TASK DESCRIPTION
Set out everything in the listing below as a numbered list, from the line containing "Each <instance> block requires" down to and including the line containing "box: [1131, 22, 1189, 503]", leaving out any blank lines.

EXTRACTED INFORMATION
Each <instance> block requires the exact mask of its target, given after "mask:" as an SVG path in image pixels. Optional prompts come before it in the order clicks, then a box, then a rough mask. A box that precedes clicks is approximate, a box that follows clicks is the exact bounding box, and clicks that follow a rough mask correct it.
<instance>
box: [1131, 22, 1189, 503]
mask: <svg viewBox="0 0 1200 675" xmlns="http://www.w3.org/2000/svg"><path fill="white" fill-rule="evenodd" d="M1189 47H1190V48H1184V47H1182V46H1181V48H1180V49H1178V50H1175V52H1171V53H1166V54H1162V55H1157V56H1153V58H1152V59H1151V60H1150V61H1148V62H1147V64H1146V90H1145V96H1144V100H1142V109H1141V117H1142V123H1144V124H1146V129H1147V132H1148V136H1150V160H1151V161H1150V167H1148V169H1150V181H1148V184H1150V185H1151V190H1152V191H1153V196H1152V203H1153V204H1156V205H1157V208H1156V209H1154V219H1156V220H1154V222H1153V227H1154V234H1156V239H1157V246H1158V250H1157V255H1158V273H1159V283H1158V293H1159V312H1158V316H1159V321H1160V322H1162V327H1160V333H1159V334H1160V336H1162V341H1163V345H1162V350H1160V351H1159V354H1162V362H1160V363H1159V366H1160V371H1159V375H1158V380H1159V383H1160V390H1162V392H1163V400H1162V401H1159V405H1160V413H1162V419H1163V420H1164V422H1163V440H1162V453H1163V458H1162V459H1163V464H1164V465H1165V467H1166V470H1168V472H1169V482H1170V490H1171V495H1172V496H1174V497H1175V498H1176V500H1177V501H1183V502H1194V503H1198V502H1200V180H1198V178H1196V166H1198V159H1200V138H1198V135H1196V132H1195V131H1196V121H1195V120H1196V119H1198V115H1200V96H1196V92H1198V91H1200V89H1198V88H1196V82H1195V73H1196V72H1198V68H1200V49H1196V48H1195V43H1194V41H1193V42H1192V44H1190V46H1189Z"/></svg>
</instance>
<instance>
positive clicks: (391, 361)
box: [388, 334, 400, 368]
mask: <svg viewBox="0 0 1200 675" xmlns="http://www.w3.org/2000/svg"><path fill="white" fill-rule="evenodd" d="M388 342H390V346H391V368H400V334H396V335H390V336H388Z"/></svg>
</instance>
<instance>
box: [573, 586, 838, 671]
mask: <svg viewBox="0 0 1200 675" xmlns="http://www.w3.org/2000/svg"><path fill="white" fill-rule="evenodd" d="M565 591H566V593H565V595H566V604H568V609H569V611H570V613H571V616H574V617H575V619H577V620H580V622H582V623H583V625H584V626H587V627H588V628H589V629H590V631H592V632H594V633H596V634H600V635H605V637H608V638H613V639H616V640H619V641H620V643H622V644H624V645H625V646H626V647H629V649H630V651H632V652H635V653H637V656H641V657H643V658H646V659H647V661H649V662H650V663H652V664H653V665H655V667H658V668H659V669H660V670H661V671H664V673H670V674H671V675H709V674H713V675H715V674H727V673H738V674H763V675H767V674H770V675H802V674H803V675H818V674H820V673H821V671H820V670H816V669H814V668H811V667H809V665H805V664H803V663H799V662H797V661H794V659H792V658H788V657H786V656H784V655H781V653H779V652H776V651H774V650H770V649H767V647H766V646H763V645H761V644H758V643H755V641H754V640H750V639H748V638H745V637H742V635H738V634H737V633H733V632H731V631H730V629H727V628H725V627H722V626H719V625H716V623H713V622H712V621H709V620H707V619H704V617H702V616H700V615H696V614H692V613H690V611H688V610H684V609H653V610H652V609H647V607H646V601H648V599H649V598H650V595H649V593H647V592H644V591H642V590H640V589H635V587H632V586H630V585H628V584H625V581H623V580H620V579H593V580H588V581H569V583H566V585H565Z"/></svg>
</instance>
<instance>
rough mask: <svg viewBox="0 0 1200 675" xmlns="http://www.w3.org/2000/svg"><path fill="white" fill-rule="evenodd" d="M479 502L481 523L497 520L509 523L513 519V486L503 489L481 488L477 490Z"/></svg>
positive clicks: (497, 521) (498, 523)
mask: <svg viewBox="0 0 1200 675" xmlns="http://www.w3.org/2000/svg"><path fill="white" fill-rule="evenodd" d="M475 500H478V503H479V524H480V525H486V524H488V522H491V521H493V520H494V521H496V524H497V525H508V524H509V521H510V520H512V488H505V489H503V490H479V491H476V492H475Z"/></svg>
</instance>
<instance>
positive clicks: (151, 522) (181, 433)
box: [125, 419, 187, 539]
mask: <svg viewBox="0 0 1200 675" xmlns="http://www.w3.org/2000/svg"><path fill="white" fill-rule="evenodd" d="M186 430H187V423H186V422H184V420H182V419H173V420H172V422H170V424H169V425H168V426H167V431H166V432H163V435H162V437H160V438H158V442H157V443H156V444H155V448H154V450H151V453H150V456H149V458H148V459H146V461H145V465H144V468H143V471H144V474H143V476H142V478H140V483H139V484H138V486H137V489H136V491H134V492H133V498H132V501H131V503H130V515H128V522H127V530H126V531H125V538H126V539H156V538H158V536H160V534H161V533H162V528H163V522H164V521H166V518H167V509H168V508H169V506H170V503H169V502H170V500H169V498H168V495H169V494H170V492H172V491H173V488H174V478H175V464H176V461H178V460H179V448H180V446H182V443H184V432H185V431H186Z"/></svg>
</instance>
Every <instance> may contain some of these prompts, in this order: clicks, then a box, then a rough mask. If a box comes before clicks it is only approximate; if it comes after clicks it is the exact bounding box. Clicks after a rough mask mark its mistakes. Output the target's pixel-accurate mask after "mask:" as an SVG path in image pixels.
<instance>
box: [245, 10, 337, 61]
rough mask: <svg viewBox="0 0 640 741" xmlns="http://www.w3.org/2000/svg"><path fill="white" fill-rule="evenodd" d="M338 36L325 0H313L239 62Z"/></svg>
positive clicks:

* * *

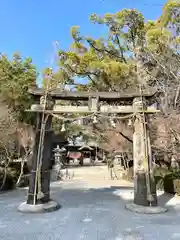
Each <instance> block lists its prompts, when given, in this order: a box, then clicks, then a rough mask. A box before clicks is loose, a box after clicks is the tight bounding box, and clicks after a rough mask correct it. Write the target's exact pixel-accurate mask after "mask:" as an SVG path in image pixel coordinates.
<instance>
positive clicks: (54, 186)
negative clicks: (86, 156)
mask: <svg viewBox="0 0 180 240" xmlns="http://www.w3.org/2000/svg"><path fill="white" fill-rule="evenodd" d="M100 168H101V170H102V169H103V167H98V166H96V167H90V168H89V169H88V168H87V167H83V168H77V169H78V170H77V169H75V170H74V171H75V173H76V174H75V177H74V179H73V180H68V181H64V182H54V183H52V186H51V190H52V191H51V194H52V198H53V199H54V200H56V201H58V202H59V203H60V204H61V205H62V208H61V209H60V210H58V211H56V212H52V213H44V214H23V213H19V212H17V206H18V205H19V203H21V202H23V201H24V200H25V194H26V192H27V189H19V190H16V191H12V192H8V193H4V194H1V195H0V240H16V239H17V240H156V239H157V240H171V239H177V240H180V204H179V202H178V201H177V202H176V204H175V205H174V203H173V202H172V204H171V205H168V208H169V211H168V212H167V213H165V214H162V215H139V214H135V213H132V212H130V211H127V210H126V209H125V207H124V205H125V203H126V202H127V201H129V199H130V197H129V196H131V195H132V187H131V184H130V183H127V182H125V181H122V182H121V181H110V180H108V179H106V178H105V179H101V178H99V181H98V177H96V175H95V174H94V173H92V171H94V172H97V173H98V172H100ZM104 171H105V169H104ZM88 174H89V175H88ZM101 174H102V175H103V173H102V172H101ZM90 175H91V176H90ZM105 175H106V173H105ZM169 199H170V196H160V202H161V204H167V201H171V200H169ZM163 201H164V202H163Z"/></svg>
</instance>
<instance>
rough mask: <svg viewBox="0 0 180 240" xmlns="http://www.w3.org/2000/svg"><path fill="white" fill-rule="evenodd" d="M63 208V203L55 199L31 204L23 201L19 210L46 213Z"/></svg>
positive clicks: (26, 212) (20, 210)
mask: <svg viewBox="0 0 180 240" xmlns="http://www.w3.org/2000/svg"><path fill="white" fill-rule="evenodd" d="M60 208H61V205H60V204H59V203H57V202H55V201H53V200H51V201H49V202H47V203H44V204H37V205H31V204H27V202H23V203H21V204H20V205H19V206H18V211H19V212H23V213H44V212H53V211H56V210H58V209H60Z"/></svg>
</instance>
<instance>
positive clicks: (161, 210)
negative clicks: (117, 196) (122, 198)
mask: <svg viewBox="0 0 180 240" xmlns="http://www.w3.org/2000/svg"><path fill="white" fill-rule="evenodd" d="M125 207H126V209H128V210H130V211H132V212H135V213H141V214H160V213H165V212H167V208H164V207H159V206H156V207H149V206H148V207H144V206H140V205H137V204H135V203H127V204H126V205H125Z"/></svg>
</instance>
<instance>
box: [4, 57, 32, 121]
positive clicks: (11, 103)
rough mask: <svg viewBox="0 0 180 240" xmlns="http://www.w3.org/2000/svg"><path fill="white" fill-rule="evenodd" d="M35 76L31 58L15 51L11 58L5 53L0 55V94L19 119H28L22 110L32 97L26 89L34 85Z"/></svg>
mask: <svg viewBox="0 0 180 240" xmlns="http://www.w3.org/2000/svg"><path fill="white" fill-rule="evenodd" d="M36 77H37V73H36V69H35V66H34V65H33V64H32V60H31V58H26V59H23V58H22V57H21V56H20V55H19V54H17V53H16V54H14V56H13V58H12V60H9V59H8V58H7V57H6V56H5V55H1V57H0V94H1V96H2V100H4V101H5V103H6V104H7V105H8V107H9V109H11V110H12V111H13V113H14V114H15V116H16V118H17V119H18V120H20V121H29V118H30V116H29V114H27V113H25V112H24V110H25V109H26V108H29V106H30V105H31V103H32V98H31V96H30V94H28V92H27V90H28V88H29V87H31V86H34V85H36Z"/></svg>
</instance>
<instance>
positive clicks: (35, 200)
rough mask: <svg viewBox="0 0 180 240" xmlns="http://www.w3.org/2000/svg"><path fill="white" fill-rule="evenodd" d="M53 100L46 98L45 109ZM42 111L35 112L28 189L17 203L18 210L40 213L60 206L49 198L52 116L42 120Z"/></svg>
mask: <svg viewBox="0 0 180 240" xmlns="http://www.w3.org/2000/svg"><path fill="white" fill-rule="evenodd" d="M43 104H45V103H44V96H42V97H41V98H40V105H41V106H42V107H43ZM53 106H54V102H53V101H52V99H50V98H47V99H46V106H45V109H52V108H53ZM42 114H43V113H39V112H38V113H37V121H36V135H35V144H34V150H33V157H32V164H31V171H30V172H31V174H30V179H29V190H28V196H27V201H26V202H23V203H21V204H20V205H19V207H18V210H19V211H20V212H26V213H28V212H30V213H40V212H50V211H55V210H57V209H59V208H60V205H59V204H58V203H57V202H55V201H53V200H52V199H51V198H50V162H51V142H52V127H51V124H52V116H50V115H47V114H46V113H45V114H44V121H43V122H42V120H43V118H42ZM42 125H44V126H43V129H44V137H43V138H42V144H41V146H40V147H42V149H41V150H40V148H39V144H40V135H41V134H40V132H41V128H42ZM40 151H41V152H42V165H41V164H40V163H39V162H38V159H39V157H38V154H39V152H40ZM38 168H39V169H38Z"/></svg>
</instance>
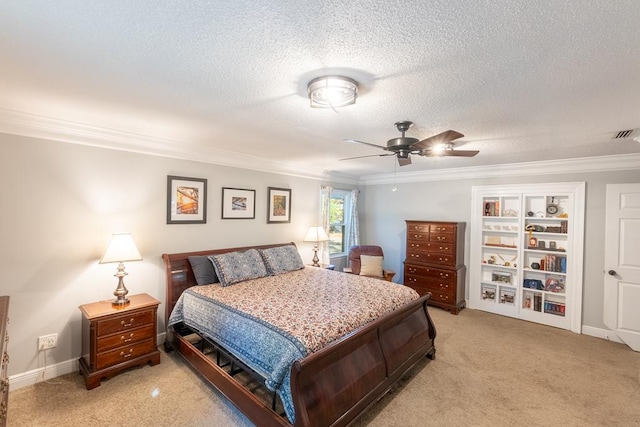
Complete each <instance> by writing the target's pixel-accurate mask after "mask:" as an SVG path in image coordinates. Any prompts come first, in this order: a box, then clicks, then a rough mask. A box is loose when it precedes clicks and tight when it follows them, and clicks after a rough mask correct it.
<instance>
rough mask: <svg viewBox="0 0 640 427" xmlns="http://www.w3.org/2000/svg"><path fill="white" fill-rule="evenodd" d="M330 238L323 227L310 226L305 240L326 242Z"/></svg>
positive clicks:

==

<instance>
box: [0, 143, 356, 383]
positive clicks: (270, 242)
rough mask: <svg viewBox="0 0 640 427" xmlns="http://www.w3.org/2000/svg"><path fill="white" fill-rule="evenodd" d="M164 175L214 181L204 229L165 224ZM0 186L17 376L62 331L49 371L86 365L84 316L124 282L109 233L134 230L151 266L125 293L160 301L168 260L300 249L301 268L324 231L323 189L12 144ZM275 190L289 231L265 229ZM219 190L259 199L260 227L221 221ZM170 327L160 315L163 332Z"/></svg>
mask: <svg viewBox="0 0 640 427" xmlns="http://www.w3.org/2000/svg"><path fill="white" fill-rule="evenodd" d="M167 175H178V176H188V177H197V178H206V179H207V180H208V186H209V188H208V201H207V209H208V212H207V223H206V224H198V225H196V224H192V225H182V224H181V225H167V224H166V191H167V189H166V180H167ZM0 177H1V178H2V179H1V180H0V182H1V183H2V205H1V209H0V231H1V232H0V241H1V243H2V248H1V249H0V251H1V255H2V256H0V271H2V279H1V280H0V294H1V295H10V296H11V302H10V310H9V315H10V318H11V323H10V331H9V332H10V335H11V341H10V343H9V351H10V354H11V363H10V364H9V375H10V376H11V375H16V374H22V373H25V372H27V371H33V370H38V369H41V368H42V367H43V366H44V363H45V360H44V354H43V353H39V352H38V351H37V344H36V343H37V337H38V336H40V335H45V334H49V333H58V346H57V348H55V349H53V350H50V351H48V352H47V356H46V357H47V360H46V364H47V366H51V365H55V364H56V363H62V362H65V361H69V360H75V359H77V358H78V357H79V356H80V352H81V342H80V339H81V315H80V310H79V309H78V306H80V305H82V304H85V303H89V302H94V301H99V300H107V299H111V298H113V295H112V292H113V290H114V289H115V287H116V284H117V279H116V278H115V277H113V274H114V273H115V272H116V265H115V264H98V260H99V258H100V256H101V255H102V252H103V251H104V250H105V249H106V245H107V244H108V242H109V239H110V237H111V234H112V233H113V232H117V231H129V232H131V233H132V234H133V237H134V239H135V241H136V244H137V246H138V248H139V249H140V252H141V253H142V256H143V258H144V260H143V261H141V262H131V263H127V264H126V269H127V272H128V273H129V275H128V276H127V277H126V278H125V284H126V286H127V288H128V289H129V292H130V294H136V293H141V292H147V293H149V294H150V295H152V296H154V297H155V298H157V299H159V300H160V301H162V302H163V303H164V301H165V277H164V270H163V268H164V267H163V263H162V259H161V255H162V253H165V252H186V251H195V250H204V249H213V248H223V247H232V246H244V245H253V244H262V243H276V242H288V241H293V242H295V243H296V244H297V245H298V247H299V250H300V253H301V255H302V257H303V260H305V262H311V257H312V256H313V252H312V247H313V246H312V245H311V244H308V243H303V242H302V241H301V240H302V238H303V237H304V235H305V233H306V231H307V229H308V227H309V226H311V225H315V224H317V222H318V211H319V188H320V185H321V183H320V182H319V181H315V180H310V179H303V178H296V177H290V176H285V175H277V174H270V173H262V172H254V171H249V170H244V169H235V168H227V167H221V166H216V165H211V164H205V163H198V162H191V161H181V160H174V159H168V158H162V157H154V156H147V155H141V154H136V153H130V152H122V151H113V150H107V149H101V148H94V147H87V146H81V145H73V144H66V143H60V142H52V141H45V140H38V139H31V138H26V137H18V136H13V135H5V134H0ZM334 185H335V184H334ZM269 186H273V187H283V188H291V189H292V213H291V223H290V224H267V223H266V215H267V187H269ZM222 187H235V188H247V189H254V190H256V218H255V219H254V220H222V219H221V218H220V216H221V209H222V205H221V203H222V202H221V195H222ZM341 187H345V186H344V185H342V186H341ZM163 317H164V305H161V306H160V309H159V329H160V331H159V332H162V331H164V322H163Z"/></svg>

RESPONSE AREA
1. Each <instance> block requires the exact mask of its target, given after "mask:" as an SVG path in image pixels. Optional prompts come before it in the order clicks, then a box, then a rough mask. A box that precedes clicks is approximate, a box that follows clicks is the exact bounding box, and clicks that follow a rough mask correct it.
2. <instance>
3. box: [1131, 22, 1189, 503]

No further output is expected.